> _Point placement records_
━━━━━━━━

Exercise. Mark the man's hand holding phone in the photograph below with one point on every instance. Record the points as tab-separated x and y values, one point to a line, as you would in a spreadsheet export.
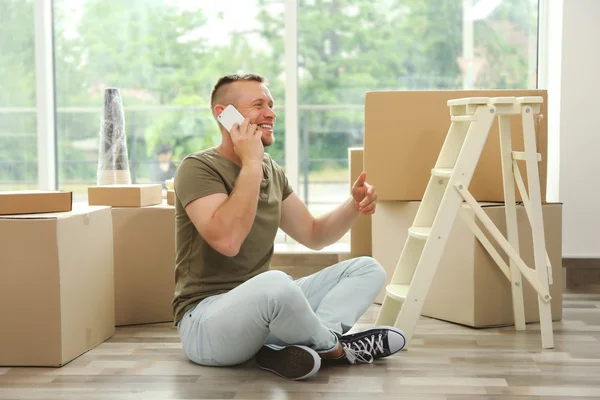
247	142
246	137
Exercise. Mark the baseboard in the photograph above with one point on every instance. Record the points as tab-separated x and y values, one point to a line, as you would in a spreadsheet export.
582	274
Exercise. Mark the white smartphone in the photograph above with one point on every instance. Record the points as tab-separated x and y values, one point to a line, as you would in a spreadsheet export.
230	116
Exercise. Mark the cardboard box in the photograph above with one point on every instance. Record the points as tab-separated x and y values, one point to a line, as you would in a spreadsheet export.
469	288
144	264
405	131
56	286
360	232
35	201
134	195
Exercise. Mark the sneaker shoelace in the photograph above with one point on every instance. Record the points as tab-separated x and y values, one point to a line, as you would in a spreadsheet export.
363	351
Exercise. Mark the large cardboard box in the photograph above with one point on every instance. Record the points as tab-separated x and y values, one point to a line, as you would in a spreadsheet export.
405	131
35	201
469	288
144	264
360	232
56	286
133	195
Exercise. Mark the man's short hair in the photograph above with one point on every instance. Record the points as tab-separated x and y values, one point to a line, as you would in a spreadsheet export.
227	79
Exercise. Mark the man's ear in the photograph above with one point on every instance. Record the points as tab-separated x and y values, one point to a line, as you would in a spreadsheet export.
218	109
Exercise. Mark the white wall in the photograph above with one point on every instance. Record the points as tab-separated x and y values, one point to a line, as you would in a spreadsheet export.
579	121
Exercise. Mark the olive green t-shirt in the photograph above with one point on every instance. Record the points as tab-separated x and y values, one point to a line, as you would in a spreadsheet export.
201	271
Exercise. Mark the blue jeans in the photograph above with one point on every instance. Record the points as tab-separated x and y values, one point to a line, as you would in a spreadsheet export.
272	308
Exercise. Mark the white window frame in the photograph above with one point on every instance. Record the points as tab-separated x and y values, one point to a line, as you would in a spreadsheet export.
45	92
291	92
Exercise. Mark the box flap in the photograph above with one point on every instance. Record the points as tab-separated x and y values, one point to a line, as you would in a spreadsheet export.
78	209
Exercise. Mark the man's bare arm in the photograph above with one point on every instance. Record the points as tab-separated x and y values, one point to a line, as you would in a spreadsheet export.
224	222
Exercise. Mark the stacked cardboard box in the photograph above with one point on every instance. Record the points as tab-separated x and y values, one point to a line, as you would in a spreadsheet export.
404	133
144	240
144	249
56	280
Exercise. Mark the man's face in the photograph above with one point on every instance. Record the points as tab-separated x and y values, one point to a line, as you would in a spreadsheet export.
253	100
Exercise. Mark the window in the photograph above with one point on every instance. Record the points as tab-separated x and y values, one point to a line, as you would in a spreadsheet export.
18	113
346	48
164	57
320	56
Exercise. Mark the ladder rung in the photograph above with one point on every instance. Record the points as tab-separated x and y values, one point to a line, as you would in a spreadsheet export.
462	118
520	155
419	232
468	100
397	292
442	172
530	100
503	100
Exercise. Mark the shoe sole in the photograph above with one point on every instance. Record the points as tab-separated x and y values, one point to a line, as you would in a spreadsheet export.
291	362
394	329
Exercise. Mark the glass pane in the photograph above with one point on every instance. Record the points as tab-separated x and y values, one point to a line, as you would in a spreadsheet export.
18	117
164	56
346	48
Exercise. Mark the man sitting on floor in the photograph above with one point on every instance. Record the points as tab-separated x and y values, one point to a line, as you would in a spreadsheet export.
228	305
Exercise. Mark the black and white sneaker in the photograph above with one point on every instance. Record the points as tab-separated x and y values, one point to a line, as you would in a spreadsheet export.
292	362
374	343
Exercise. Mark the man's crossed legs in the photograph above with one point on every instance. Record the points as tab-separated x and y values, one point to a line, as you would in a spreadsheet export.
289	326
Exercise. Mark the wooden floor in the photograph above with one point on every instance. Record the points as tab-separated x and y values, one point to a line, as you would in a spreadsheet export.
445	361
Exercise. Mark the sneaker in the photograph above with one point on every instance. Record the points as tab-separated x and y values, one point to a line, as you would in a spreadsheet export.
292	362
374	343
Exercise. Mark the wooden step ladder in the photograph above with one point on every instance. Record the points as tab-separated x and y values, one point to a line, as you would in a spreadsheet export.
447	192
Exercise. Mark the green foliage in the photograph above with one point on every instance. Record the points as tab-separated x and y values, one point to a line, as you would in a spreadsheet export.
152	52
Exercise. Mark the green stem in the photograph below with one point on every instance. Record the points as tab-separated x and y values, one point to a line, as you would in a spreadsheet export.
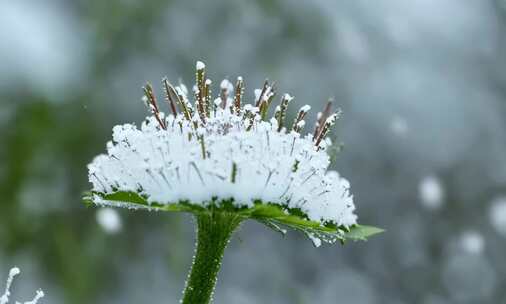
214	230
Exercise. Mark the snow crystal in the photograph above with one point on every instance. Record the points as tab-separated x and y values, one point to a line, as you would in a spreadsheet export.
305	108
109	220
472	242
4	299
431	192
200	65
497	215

━━━━━━━━

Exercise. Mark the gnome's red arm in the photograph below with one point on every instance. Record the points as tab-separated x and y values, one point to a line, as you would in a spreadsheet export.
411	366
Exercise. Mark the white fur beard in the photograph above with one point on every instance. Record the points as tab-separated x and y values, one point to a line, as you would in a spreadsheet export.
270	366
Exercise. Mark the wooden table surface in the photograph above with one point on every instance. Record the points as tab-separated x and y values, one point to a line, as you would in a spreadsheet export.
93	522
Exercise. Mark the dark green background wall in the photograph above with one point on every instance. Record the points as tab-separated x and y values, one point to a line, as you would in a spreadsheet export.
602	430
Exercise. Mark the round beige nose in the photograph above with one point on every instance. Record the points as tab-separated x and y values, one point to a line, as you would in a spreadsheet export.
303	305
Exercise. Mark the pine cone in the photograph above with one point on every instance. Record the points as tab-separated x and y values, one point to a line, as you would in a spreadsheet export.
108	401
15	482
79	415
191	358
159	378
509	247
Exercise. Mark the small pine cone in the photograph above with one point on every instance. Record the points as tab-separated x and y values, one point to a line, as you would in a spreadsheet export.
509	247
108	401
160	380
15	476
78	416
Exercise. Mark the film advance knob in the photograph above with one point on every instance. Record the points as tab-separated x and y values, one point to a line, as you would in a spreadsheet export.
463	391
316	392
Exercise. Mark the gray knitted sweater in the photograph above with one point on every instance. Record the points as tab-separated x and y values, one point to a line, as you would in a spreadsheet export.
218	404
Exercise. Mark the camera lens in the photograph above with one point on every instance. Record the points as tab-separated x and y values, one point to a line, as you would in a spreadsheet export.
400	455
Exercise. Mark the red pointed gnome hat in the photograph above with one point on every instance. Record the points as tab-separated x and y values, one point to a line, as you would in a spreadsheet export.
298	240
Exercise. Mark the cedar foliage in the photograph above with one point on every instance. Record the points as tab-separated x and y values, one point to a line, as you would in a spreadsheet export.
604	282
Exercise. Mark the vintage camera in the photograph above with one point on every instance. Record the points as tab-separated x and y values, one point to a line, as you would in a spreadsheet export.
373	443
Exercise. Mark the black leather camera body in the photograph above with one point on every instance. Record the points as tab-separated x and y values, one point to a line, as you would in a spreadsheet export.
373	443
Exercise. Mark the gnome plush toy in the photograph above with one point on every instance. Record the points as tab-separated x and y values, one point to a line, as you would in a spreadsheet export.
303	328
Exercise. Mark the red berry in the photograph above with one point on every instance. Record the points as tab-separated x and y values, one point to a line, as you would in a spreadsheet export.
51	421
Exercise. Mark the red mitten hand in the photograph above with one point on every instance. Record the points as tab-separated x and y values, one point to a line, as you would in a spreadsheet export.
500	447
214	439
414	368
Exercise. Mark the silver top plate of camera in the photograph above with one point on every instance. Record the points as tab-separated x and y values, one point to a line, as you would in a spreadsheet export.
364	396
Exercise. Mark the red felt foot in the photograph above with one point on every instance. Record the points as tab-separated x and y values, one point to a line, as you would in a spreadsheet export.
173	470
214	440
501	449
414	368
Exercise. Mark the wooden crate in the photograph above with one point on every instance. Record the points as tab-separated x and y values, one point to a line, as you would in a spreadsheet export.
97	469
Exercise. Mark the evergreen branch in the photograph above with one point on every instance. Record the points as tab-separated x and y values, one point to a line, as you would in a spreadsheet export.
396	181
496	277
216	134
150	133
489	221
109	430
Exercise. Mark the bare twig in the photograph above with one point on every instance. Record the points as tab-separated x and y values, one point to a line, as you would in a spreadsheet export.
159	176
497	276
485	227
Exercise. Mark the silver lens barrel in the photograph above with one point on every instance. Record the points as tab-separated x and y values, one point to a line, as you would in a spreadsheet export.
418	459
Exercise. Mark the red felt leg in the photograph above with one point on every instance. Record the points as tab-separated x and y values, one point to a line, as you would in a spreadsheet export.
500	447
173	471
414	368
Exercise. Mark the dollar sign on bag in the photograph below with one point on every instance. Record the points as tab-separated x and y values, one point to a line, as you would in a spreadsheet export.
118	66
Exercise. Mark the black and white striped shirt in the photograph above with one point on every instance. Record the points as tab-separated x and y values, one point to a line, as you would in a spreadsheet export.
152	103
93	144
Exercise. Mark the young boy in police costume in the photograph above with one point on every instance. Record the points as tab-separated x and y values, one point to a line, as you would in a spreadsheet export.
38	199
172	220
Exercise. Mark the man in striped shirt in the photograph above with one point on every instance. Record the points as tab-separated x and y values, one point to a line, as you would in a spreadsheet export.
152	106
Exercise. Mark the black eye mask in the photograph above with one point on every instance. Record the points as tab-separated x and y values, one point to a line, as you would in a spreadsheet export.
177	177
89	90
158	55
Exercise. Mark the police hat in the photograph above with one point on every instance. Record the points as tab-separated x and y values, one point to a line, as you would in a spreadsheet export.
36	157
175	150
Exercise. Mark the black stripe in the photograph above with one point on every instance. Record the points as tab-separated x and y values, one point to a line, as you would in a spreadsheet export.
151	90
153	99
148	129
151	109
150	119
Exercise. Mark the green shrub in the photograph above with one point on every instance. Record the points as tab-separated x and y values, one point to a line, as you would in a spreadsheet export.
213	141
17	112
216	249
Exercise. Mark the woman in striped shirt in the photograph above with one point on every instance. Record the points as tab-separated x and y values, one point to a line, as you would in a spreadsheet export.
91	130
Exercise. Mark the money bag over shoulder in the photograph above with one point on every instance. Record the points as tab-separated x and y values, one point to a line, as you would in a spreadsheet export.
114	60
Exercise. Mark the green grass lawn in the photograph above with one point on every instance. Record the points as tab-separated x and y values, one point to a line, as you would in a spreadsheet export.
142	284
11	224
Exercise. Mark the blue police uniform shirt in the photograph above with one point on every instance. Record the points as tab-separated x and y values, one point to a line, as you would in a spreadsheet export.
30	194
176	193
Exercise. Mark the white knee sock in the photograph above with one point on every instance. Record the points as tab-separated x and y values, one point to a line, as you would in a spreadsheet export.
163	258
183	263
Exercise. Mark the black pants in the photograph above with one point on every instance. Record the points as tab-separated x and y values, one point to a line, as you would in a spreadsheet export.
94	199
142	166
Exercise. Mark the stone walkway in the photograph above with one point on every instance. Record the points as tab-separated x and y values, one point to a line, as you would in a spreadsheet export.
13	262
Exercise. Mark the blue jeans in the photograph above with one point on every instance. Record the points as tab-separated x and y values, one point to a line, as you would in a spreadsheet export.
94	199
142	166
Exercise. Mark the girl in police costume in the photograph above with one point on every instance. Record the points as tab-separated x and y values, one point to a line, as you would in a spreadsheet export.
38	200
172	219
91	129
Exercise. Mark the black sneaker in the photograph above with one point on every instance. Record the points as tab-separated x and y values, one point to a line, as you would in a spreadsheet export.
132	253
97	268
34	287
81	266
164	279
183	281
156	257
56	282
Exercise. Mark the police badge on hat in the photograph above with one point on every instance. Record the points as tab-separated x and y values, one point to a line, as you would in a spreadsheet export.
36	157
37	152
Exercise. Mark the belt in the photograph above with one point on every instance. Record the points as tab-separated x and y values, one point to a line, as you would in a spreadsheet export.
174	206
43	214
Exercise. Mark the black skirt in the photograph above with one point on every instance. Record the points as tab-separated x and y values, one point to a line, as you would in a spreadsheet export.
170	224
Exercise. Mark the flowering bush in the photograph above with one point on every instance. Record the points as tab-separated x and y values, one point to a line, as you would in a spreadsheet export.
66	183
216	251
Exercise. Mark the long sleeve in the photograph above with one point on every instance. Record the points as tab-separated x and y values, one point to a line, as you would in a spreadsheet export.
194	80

━━━━━━━━

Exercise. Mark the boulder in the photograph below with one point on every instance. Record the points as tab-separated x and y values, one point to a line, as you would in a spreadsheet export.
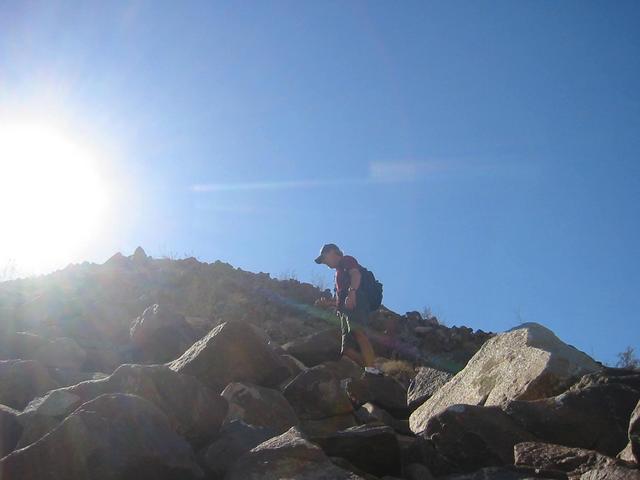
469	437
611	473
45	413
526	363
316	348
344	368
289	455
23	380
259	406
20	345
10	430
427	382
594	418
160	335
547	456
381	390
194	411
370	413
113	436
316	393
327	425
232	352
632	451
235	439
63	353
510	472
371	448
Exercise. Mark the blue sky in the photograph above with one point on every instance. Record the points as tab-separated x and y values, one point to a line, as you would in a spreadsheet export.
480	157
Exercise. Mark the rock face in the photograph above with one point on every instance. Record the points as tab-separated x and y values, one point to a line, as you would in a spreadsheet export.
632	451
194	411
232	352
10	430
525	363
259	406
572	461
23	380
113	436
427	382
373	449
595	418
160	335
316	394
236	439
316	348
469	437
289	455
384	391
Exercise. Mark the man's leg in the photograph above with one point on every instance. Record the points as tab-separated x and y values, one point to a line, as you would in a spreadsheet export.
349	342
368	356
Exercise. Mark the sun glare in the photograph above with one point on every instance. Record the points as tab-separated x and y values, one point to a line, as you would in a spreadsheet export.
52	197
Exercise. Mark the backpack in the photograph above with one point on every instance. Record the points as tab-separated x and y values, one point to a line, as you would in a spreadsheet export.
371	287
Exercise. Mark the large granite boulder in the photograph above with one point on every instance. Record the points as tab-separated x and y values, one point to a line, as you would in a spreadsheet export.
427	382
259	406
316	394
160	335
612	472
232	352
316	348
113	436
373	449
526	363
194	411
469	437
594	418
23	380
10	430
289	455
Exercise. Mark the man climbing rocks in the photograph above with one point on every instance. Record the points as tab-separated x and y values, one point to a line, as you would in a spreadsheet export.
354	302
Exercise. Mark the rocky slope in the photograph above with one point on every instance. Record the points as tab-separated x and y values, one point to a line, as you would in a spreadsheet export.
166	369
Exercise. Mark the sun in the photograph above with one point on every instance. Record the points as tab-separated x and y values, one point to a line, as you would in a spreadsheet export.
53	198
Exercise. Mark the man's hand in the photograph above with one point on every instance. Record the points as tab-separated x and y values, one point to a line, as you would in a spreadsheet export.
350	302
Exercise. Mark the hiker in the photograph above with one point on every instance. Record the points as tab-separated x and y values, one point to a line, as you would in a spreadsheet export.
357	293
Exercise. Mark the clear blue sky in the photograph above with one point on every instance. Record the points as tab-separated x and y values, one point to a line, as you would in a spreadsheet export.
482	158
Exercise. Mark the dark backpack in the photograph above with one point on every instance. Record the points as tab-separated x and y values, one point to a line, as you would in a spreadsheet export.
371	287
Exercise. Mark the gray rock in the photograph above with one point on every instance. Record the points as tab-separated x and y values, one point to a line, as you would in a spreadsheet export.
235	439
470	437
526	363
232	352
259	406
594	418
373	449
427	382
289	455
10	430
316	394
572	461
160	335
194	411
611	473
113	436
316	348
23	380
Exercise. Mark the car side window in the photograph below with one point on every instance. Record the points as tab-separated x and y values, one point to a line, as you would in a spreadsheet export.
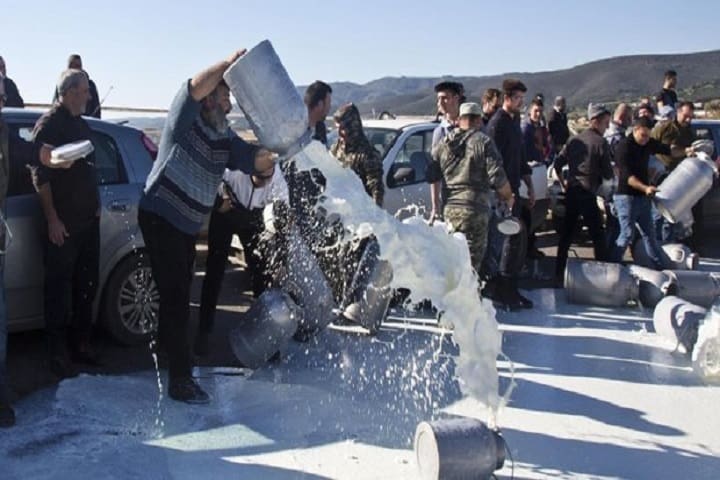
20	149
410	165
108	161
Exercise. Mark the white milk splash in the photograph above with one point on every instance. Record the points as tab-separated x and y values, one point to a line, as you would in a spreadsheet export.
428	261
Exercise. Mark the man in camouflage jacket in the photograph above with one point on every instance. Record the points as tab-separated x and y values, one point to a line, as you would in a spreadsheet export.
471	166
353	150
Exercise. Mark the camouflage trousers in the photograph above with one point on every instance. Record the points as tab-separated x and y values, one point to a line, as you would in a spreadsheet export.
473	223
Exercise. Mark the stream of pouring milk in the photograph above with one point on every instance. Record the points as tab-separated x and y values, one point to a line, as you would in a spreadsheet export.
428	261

━━━━━━━━

> _Aim_
How many lines of the records above contain the string "lens"? Treat uppercase and lowercase as different, and give only the number.

> _Response for this exercise_
2